*Image point grounding data*:
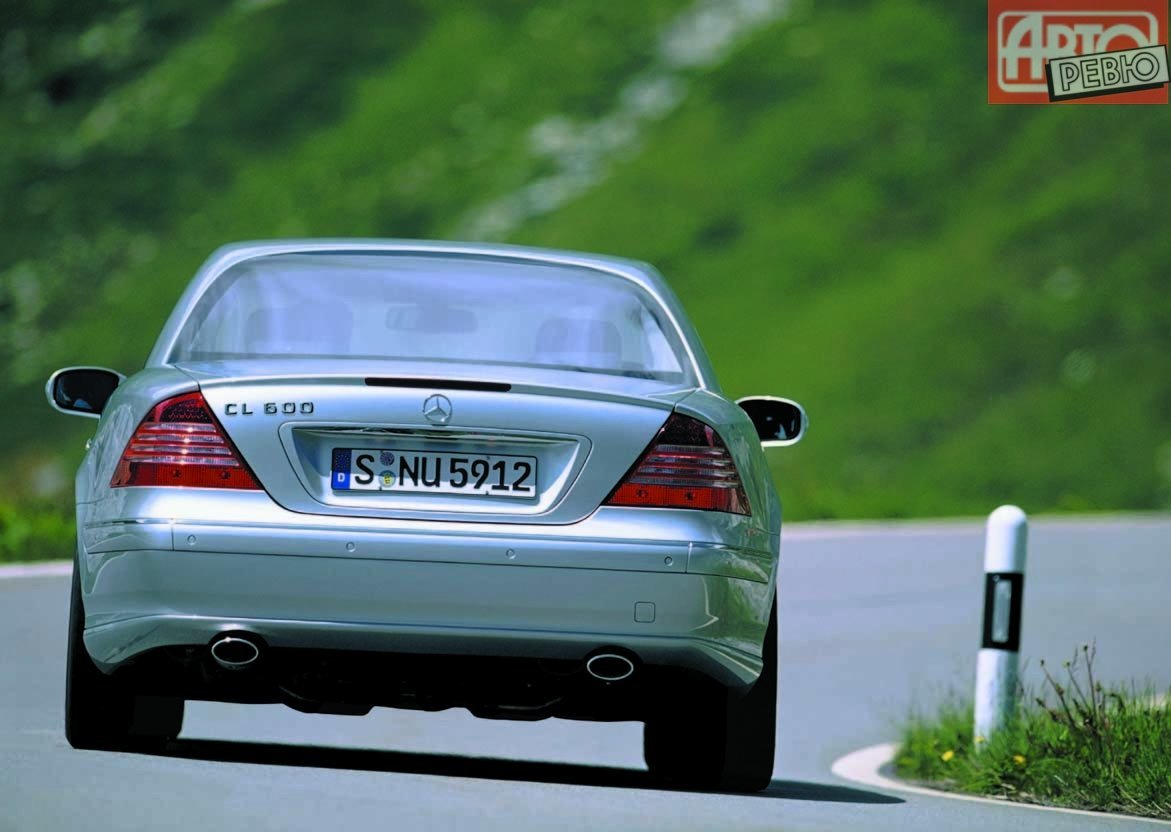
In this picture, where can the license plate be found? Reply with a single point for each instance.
(360, 469)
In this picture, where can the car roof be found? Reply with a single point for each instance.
(639, 273)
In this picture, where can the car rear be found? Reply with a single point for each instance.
(292, 509)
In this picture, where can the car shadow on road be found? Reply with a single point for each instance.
(485, 768)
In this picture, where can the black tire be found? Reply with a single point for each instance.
(716, 737)
(100, 713)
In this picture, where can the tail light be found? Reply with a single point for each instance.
(686, 466)
(180, 444)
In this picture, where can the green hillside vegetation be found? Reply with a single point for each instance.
(971, 301)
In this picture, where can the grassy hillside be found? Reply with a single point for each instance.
(971, 301)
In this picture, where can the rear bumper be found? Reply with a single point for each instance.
(305, 590)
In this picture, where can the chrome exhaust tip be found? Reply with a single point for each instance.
(609, 667)
(234, 652)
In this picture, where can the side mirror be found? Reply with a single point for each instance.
(82, 391)
(779, 421)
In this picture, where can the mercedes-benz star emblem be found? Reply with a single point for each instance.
(437, 408)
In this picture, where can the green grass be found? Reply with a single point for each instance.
(36, 531)
(1080, 745)
(971, 301)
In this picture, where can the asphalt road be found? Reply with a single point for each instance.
(874, 618)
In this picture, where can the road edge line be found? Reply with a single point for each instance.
(863, 767)
(50, 569)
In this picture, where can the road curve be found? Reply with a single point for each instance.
(874, 618)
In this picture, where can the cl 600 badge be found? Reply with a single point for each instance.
(269, 407)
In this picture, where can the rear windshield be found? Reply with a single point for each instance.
(440, 308)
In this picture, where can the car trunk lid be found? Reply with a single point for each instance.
(388, 441)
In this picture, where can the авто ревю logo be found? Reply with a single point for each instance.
(1025, 34)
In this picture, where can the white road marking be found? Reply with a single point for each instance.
(814, 530)
(53, 569)
(863, 767)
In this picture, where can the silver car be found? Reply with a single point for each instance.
(361, 473)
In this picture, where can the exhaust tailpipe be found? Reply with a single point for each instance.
(609, 667)
(235, 652)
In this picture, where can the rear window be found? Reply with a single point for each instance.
(439, 308)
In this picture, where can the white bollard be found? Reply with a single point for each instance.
(1004, 589)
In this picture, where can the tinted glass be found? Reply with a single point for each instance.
(433, 308)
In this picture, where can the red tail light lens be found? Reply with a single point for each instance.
(180, 444)
(686, 466)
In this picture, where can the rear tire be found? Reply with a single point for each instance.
(102, 714)
(716, 737)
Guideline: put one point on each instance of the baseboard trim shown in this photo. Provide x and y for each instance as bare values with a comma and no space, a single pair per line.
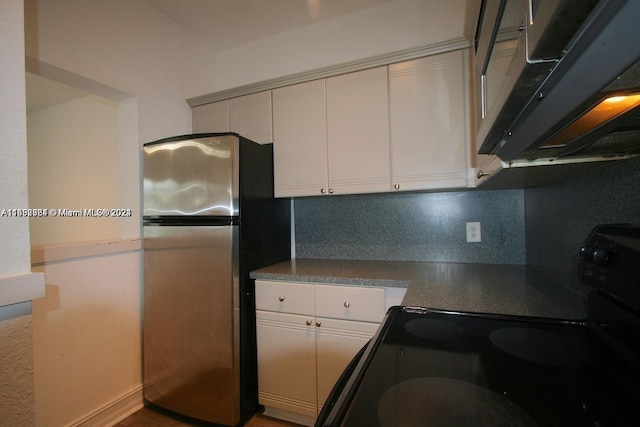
115,411
284,415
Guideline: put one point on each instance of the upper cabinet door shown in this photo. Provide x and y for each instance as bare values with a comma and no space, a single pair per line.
429,122
250,116
358,132
300,140
212,117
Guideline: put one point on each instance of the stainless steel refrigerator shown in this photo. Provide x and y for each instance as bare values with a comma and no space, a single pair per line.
209,219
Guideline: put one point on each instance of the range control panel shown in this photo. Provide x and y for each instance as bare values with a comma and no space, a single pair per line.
610,261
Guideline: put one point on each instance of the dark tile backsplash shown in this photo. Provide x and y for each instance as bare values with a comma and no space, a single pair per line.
559,217
412,227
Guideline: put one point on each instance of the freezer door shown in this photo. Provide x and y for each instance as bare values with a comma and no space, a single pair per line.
191,321
192,176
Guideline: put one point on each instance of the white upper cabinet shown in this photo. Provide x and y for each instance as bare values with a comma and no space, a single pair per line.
331,136
213,117
300,140
428,122
358,132
401,127
250,116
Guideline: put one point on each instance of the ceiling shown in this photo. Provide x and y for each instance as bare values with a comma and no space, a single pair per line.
224,24
220,24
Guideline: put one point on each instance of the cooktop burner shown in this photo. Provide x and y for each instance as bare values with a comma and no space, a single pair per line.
435,367
541,346
446,402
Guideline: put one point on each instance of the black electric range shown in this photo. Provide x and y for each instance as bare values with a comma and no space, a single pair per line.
441,368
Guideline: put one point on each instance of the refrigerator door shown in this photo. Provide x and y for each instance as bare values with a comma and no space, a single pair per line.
191,175
191,321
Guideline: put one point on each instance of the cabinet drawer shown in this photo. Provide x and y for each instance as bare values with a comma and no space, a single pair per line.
350,303
284,297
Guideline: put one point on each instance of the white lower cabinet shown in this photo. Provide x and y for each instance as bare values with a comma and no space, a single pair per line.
303,348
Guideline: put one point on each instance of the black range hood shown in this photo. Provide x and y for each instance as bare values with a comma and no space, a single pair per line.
563,117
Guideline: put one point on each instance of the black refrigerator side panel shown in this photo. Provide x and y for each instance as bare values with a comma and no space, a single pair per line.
265,238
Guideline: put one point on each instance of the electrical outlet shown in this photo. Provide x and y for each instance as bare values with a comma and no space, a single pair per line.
473,232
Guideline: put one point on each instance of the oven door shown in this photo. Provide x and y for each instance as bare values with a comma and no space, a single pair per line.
339,387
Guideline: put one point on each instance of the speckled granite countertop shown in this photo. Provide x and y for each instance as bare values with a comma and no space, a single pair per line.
480,288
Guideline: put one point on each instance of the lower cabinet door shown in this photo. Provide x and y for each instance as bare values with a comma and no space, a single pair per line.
287,362
337,342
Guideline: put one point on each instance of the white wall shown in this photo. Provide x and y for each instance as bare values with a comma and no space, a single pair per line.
87,330
16,378
391,27
87,339
153,66
127,45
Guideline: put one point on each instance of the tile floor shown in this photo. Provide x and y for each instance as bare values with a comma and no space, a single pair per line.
153,417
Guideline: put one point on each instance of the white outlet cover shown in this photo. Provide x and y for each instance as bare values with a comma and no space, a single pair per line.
473,232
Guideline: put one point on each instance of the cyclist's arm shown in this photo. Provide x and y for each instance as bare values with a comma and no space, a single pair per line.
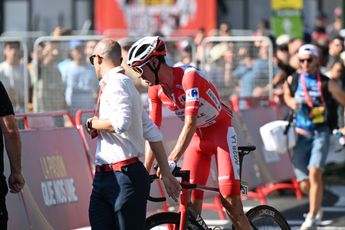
336,91
184,138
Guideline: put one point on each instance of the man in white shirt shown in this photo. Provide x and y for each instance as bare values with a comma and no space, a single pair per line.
121,184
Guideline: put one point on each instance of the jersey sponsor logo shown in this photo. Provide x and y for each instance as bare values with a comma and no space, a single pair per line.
150,105
235,160
192,94
182,99
214,99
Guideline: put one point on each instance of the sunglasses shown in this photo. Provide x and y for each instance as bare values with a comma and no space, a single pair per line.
92,58
138,70
309,60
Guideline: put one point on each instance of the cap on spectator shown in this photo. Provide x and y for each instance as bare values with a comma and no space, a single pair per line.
342,56
283,39
75,43
337,11
308,49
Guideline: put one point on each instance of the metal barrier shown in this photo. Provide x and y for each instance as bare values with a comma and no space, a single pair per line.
63,78
14,71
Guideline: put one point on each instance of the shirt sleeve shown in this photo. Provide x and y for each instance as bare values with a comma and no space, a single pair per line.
119,104
155,105
151,131
6,107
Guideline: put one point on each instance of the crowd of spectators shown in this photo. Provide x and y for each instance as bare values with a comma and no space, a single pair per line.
64,79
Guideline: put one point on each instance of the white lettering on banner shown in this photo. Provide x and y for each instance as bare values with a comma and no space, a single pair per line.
59,191
214,99
235,160
48,193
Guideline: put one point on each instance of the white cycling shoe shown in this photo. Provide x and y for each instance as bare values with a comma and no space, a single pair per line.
311,222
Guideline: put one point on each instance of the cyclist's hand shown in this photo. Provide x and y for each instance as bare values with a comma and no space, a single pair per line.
172,186
172,168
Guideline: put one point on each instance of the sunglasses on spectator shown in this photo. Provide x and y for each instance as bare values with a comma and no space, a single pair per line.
92,58
138,70
309,60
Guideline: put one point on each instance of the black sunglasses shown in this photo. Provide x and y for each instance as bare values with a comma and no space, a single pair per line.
92,58
309,60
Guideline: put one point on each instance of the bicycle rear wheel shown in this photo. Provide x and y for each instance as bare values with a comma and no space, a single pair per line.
163,221
267,217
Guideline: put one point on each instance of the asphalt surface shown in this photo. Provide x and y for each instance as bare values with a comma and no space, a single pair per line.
333,206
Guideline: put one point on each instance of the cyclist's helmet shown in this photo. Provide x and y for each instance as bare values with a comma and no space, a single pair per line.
145,49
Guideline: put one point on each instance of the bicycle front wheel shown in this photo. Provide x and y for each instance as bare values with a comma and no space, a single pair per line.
267,217
163,221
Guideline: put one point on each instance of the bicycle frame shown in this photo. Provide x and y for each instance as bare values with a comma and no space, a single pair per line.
185,207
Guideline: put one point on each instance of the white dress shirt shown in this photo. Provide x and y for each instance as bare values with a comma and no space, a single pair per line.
120,103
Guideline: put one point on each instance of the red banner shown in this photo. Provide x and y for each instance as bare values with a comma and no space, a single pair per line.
123,18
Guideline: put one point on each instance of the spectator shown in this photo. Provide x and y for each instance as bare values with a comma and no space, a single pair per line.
335,27
9,130
243,72
121,184
12,75
313,98
49,89
337,73
319,35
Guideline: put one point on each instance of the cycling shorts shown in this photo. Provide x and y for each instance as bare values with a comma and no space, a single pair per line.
219,140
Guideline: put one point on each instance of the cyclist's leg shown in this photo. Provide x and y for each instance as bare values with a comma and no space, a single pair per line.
199,165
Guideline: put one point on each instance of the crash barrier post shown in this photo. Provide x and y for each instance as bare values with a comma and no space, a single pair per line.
15,77
63,77
274,168
58,182
89,145
171,128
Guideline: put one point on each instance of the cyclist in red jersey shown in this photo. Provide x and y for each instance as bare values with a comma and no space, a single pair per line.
207,129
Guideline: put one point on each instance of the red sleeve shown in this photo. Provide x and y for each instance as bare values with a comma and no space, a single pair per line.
155,105
192,84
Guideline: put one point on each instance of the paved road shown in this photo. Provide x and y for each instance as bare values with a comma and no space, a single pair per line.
293,209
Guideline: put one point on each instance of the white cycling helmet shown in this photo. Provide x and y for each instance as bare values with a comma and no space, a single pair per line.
144,49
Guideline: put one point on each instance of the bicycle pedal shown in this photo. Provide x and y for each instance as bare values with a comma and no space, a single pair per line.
244,188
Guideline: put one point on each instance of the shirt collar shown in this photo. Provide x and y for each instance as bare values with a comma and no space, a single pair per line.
107,76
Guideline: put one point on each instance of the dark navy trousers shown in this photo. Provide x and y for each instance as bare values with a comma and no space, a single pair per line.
119,198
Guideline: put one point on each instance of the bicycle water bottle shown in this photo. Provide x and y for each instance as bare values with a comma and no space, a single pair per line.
339,135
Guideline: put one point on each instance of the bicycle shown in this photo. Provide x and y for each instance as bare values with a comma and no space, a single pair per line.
260,217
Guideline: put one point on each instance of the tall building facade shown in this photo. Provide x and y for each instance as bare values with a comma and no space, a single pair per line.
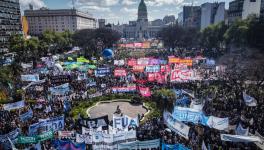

*About this task*: Nothing but the lines from the one containing "Guideline: put one point on each instance of the bicycle pedal" through the end of the entries is to be retyped, exactly as written and without pictures.

*Answer for the task*:
Guideline: put one point on each instance of the bicycle pedal shown in this photo. Provide x and y for each instance as bare values with a comma and no space, a single pair per line.
244,188
Guideline: put one point on each instance of the shirt collar shown in this photo. Provide x and y for each instance as bare values with a comma and no space, a single pair per line.
107,76
Guideline: put one point on each instance of the dark navy trousers shown in this photo. Provide x and y for each instance as bare values with a comma and no space, a single pair per line.
119,198
Guideline: put one point on each instance of the bicycle water bottle shown in this photo. Provide x and y for each instance as bare values with a comma and no space, a single pair per line.
339,135
Guideline: put one point on each instance of the bicycle shown in this photo. Provide x and y for each instance as bare values with a comma and no space, a single pair per line.
260,217
Guideline: put one point on each instance of the tall building facade shown in this photo. Provide x and y for each instance as bare values with a comma and no space, a single pair per line.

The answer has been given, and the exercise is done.